-- Start Exercise data --

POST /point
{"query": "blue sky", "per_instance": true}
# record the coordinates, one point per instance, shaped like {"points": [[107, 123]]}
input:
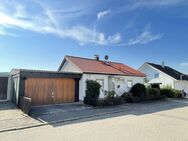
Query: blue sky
{"points": [[37, 34]]}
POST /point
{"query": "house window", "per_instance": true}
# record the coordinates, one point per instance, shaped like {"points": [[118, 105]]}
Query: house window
{"points": [[129, 83], [156, 75]]}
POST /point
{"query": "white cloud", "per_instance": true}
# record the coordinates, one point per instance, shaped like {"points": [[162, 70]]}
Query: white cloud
{"points": [[153, 3], [47, 22], [115, 38], [184, 64], [144, 38], [101, 14], [5, 33]]}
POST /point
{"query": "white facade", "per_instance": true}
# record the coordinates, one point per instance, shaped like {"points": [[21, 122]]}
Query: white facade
{"points": [[118, 83], [154, 75]]}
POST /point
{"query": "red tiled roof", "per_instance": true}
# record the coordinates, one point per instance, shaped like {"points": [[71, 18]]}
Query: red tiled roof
{"points": [[94, 66]]}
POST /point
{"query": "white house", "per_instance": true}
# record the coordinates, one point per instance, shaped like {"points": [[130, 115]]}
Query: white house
{"points": [[111, 75], [164, 76]]}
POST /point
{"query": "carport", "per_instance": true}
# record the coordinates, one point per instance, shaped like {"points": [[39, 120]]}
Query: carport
{"points": [[44, 87]]}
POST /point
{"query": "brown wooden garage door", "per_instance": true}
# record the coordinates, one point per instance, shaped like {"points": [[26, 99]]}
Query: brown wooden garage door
{"points": [[43, 91], [3, 87]]}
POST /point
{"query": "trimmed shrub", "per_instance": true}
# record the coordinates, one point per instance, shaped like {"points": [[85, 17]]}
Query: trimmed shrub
{"points": [[172, 93], [138, 90], [92, 92], [110, 94], [167, 92]]}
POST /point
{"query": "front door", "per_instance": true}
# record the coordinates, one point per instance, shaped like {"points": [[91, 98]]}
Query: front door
{"points": [[101, 82]]}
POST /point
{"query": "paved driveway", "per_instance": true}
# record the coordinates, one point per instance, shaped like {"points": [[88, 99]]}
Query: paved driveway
{"points": [[151, 121], [11, 117], [68, 112]]}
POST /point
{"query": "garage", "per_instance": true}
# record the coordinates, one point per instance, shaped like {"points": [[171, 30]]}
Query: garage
{"points": [[44, 87], [3, 86], [45, 91]]}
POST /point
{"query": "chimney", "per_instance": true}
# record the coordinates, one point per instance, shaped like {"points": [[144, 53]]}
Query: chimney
{"points": [[96, 57], [163, 65]]}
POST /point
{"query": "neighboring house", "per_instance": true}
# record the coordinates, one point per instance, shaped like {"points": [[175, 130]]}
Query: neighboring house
{"points": [[164, 76], [111, 75]]}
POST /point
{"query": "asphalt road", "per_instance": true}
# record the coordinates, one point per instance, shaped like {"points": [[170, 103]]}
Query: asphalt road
{"points": [[169, 122]]}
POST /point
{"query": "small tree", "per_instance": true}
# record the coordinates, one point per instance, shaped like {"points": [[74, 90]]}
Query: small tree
{"points": [[92, 92]]}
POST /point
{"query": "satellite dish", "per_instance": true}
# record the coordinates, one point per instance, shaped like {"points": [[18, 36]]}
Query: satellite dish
{"points": [[106, 57]]}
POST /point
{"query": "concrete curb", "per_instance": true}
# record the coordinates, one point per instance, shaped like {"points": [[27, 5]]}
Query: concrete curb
{"points": [[61, 121]]}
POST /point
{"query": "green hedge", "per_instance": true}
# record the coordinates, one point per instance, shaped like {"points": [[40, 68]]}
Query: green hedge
{"points": [[150, 94]]}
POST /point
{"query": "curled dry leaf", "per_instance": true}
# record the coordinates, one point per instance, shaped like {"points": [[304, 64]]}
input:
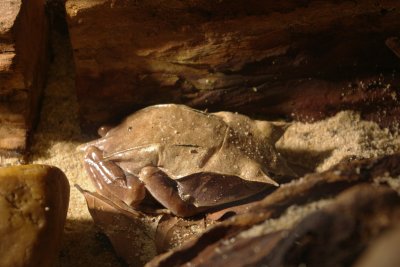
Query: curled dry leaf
{"points": [[354, 211], [137, 237], [188, 160]]}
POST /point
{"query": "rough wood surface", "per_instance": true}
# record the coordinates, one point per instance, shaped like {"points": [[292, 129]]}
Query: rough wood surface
{"points": [[23, 61], [269, 58]]}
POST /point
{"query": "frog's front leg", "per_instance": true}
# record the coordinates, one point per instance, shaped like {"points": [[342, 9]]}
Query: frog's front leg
{"points": [[111, 181], [165, 191]]}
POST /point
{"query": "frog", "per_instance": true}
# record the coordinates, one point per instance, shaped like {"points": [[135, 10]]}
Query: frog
{"points": [[188, 160]]}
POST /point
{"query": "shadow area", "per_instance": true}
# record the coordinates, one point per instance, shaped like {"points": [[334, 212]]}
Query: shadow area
{"points": [[303, 161], [85, 245]]}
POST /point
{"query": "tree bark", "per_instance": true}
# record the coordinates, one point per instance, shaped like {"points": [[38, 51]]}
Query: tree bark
{"points": [[297, 59], [23, 66]]}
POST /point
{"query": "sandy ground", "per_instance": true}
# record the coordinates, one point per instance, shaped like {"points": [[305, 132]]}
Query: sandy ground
{"points": [[313, 146], [54, 143]]}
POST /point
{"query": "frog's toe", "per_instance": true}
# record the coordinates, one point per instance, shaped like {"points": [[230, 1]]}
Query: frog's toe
{"points": [[110, 180], [103, 130], [165, 191]]}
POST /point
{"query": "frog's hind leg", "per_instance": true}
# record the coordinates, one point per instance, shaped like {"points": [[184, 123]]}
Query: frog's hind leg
{"points": [[111, 181], [165, 191]]}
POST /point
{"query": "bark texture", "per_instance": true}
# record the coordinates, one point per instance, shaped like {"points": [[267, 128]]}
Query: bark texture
{"points": [[23, 65], [297, 59]]}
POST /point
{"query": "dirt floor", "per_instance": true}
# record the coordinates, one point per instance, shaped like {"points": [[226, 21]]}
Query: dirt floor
{"points": [[313, 146]]}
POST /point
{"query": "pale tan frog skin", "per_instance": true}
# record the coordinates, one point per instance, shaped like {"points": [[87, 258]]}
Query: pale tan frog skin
{"points": [[188, 160]]}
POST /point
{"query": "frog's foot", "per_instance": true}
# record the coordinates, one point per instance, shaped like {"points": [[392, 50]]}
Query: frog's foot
{"points": [[110, 180], [165, 191], [103, 130]]}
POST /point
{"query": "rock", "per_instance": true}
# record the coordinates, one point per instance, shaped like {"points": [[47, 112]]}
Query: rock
{"points": [[23, 67], [285, 58], [33, 207]]}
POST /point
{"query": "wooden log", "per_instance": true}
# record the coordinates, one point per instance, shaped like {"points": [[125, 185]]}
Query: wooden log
{"points": [[23, 66], [269, 58]]}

-- End Exercise data --

▸ **The request**:
Reproduce the listing exactly. Leave its pictures out.

▸ **The reply**:
POST /point
{"query": "blue sky", "per_instance": true}
# record the coordinates, one point per instance, shaped like {"points": [[107, 123]]}
input:
Query: blue sky
{"points": [[37, 34]]}
POST /point
{"query": "house window", "per_instance": true}
# record the coordinates, one point per instance, shaped like {"points": [[118, 105]]}
Query: house window
{"points": [[129, 83], [156, 75]]}
POST /point
{"query": "white cloud", "per_instance": true}
# record the coordinates, one point per instance, shaped like {"points": [[162, 70]]}
Query: white cloud
{"points": [[153, 3], [47, 22], [115, 38], [184, 64], [144, 38], [101, 14], [5, 33]]}
POST /point
{"query": "white facade", "per_instance": true}
# record the coordinates, one point per instance, shaped like {"points": [[21, 122]]}
Query: white facade
{"points": [[118, 83], [154, 75]]}
POST /point
{"query": "red tiled roof", "per_instance": true}
# record the coordinates, one point per instance, shaped like {"points": [[71, 18]]}
Query: red tiled roof
{"points": [[94, 66]]}
POST /point
{"query": "white house", "per_instance": true}
# record the coordinates, one point per instance, shaped like {"points": [[130, 115]]}
Query: white house
{"points": [[111, 75], [164, 76]]}
POST /point
{"query": "carport", "per_instance": true}
# record the coordinates, one point per instance, shaped like {"points": [[39, 120]]}
Query: carport
{"points": [[44, 87]]}
POST /point
{"query": "brown wooden garage door", "per_instance": true}
# record the coordinates, one point per instance, shaped like {"points": [[26, 99]]}
Query: brown wooden garage door
{"points": [[43, 91], [3, 87]]}
POST /point
{"query": "trimmed shrub", "per_instance": true}
# record the coordinates, one point per instance, shaped like {"points": [[85, 17]]}
Query: trimmed shrub
{"points": [[172, 93], [138, 90], [92, 92], [110, 94], [167, 92]]}
POST /point
{"query": "front door", "per_instance": true}
# record the coordinates, one point per instance, shaped like {"points": [[91, 98]]}
Query: front door
{"points": [[101, 82]]}
POST /point
{"query": "paved driveway", "per_instance": true}
# record the coordinates, one point per instance, shaped like {"points": [[88, 99]]}
Query: paved driveway
{"points": [[151, 121], [11, 117], [68, 112]]}
POST /point
{"query": "garage", "per_instance": true}
# record the coordinates, one point per instance, shaped like {"points": [[171, 30]]}
Query: garage
{"points": [[44, 87], [3, 86], [45, 91]]}
POST /point
{"query": "chimney", "per_instance": true}
# record the coordinates, one point per instance, shaped like {"points": [[144, 53]]}
Query: chimney
{"points": [[96, 57], [163, 65]]}
POST /point
{"query": "neighboring house", "per_instance": true}
# record the coordinates, one point per instance, shaped like {"points": [[175, 130]]}
Query: neighboring house
{"points": [[164, 76], [111, 75]]}
POST /point
{"query": "asphalt road", "per_instance": true}
# record the coordinates, one point per instance, shaped like {"points": [[170, 103]]}
Query: asphalt road
{"points": [[169, 122]]}
POST /point
{"query": "small tree", "per_instance": true}
# record the coordinates, one point per instance, shaped like {"points": [[74, 90]]}
Query: small tree
{"points": [[92, 92]]}
POST /point
{"query": "satellite dish", "per_instance": true}
# record the coordinates, one point per instance, shaped like {"points": [[18, 36]]}
Query: satellite dish
{"points": [[106, 57]]}
POST /point
{"query": "concrete curb", "per_instance": true}
# record the coordinates, one point per instance, shaped like {"points": [[27, 5]]}
Query: concrete curb
{"points": [[61, 121]]}
POST /point
{"query": "green hedge", "per_instance": true}
# record the coordinates, one point per instance, shaped like {"points": [[40, 68]]}
Query: green hedge
{"points": [[150, 94]]}
POST /point
{"query": "curled dry leaf", "per_instance": true}
# record the coordinates, one point per instance, shaped like {"points": [[304, 64]]}
input:
Query: curled dry leaf
{"points": [[354, 211], [137, 237], [188, 160]]}
POST /point
{"query": "rough wood surface", "per_instance": true}
# record the coordinates, one point per instance, shaped like {"points": [[292, 129]]}
Query: rough wood surface
{"points": [[23, 61], [269, 58]]}
POST /point
{"query": "frog's front leg", "per_instance": true}
# record the coordinates, one point per instance, shaped like {"points": [[342, 9]]}
Query: frog's front leg
{"points": [[111, 181], [165, 191]]}
POST /point
{"query": "frog", "per_instance": true}
# record the coordinates, one point per instance, shaped like {"points": [[135, 10]]}
Query: frog
{"points": [[188, 160]]}
POST /point
{"query": "shadow area", "per_instance": true}
# record the coordinates, one point per instance, shaped like {"points": [[334, 212]]}
Query: shadow area
{"points": [[303, 161], [85, 245]]}
POST /point
{"query": "tree bark", "per_instance": true}
# record the coordinates, one point per instance, shaped like {"points": [[38, 51]]}
Query: tree bark
{"points": [[297, 59], [23, 66]]}
POST /point
{"query": "sandy ground", "per_instance": true}
# record the coordinates, one point per instance, shaped like {"points": [[305, 132]]}
Query: sandy ground
{"points": [[313, 146], [54, 143]]}
POST /point
{"query": "frog's toe", "per_instance": true}
# record the coordinates, one point per instance, shaped like {"points": [[230, 1]]}
Query: frog's toe
{"points": [[110, 180], [103, 130], [165, 191]]}
POST /point
{"query": "frog's hind leg", "per_instance": true}
# record the coordinates, one point per instance, shaped like {"points": [[184, 123]]}
Query: frog's hind leg
{"points": [[111, 181], [165, 191]]}
POST /point
{"query": "bark texture", "per_instance": true}
# record the coordinates, one point per instance, shaped like {"points": [[267, 128]]}
Query: bark texture
{"points": [[23, 65], [297, 59]]}
POST /point
{"query": "dirt floor", "per_instance": true}
# record the coordinates, one point per instance, shaped like {"points": [[226, 21]]}
Query: dirt floor
{"points": [[313, 146]]}
POST /point
{"query": "pale tan frog skin", "per_instance": true}
# record the coordinates, one point per instance, shaped like {"points": [[87, 258]]}
Query: pale tan frog skin
{"points": [[188, 160]]}
POST /point
{"query": "frog's foot", "per_instance": true}
# record the coordinates, one point per instance, shaped like {"points": [[392, 50]]}
Query: frog's foot
{"points": [[110, 180], [165, 191], [103, 130]]}
POST /point
{"query": "rock", "per_instance": true}
# record the coordinates, one point per instance, shaped like {"points": [[47, 112]]}
Query: rock
{"points": [[23, 67], [285, 58], [33, 207]]}
POST /point
{"query": "wooden log", "per_instance": true}
# record the coordinates, one point per instance, shaped like {"points": [[125, 185]]}
Query: wooden log
{"points": [[23, 66], [269, 58]]}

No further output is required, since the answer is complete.